Could you output every record below exactly, leaving out the pictures?

▬▬▬▬▬▬

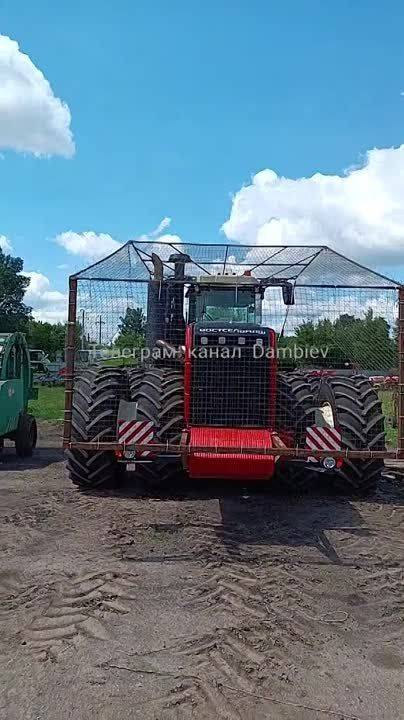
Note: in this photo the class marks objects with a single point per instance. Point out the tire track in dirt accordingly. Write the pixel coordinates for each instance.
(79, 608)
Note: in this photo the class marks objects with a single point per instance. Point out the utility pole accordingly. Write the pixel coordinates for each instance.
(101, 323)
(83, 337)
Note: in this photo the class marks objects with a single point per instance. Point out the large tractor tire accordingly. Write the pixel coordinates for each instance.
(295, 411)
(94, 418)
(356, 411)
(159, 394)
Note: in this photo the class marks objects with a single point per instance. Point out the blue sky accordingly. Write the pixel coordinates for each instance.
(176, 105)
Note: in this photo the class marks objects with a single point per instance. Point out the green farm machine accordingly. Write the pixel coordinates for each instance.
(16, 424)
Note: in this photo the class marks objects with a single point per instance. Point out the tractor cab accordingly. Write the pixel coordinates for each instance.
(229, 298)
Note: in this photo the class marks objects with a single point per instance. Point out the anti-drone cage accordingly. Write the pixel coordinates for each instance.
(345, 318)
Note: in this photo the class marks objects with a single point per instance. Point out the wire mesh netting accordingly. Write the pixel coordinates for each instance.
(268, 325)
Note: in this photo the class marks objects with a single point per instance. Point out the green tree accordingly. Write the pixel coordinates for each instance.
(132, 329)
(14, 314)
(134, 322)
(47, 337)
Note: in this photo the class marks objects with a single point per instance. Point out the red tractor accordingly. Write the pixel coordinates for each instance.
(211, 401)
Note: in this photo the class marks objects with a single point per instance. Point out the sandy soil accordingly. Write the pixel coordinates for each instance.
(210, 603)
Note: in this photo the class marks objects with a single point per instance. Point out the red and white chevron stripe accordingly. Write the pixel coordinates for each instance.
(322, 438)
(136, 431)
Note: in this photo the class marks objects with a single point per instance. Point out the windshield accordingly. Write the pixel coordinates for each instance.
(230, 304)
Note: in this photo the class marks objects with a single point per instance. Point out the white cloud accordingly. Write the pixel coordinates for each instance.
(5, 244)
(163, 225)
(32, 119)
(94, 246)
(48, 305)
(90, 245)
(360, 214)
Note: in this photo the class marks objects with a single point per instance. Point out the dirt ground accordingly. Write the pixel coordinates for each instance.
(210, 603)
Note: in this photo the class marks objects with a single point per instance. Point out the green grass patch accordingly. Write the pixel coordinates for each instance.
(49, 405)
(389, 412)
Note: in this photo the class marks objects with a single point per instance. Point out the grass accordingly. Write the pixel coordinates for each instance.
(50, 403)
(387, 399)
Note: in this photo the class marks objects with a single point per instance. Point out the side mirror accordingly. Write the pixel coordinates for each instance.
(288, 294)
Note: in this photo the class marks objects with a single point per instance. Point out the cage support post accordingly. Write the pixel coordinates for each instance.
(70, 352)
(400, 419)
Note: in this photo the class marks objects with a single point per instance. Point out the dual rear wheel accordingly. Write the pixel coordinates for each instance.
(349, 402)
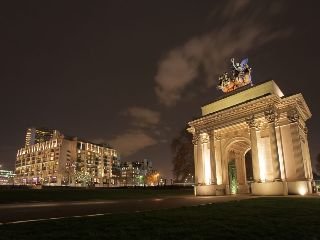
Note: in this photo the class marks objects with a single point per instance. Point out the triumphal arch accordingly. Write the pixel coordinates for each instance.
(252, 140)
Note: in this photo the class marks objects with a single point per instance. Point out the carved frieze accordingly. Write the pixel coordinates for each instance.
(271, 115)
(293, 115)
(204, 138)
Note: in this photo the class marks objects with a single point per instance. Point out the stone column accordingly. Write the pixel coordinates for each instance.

▬▬▬▬▬▬

### EXERCISE OUTPUT
Note: in this photo the class marks objects with a single point per instance. Point out the tire track in dirt accordingly. Write the pixel coordinates for each instance.
(79, 608)
Note: in this photo the class marks objects with a single point per instance. Point out the utility pole accordingly. Write the pixel coordinates for each instance.
(101, 323)
(83, 337)
Note: in this photo the class marks objects with a single point per instance. Point out the large tractor tire accordingly. Write the pixel coordinates for each instance.
(295, 411)
(94, 418)
(356, 411)
(159, 394)
Note: in this photo the class marks objects with a single point per instance. Point out the blue sky accordingly. Write the pixel coordinates for each instance.
(176, 105)
Note: in this photo the class marks objects with a single point per instance. Point out the green farm machine accordingly. Write the pixel coordinates for each instance.
(16, 424)
Note: in this photo the class marks objects with a single point per instance. Point out the tractor cab accordingly. Write the pixel coordinates for each instance.
(229, 298)
Note: in this photo the class marks objects with a single point per instance. Point out the anti-drone cage accordingly. Write the pixel coordinates for each instance.
(345, 318)
Note: in this photo the class marks objects with a single point per instance. Point out the wire mesh netting accordingly. Write the pixel coordinates for each instance.
(268, 325)
Note: in this photo the class marks objects with a single point per instance. Point out the green tree accordingly. Write the pixel coordinates for each instance.
(132, 329)
(14, 314)
(134, 322)
(47, 337)
Note: in this photo the class marks objects with a single point per instance. Point out the red tractor accordingly. Write the pixel coordinates for each instance.
(211, 401)
Note: in this photo the class marks objects with a single point per instance. Point out the sandy soil accordingly. Write the pixel coordinates for each instance.
(210, 603)
Note: in this photo the class marks objects with a single point per instance. Point out the red and white chevron stripe accordingly. Write the pixel coordinates for each instance.
(322, 438)
(136, 431)
Note: in this photo the class marks objects with a single point per instance. Point out the windshield accordingly. Write the pixel coordinates for each instance.
(230, 304)
Note: in this photo the class marks objects with a single point per instance. Point out the white cloud accordingly. Write the pixel coordinates for each instance.
(5, 244)
(163, 225)
(32, 119)
(94, 246)
(48, 305)
(90, 245)
(360, 214)
Note: in this photo the class marks objects with a single point per instance. Point out the dirt ground accordingly. Write the pixel coordinates for each instance.
(210, 603)
Note: in this photo the class marks objects with a single point per instance. Point out the green grass patch accordingly. Write the pixel coordinates for each instance.
(49, 405)
(389, 412)
Note: in this photo the class marks objects with a single point per instance. Point out the grass accordingly. Write the pixel coordinates for each instance.
(50, 403)
(387, 399)
Note: in this photo the class marks objects with a single point per instance. Point out the side mirror accordingly. Write the pixel coordinates for each instance.
(288, 294)
Note: in this photo the class marks objects with a single point per instance. Point out the cage support post accordingly. Write the pixel coordinates for each instance.
(70, 352)
(400, 419)
Note: in this photo the class marks objects with a single point per instance. Point out the dual rear wheel accordingly. Write the pixel coordinates for each instance.
(349, 402)
Note: in this photo the class marks objects with a single point per instance. Point out the triumphal arch accordingly. Write the pixel coordinates for each instance.
(252, 140)
Note: in this photo the class marks objects with a single point per instance. Point out the carved frieze accordingly. Write the pixel coordinates for each instance.
(271, 115)
(293, 115)
(204, 138)
Note: in this photo the class marks objects with a single point per instance. Point out the stone column accordingly. Write the pixel coordinates for each instance.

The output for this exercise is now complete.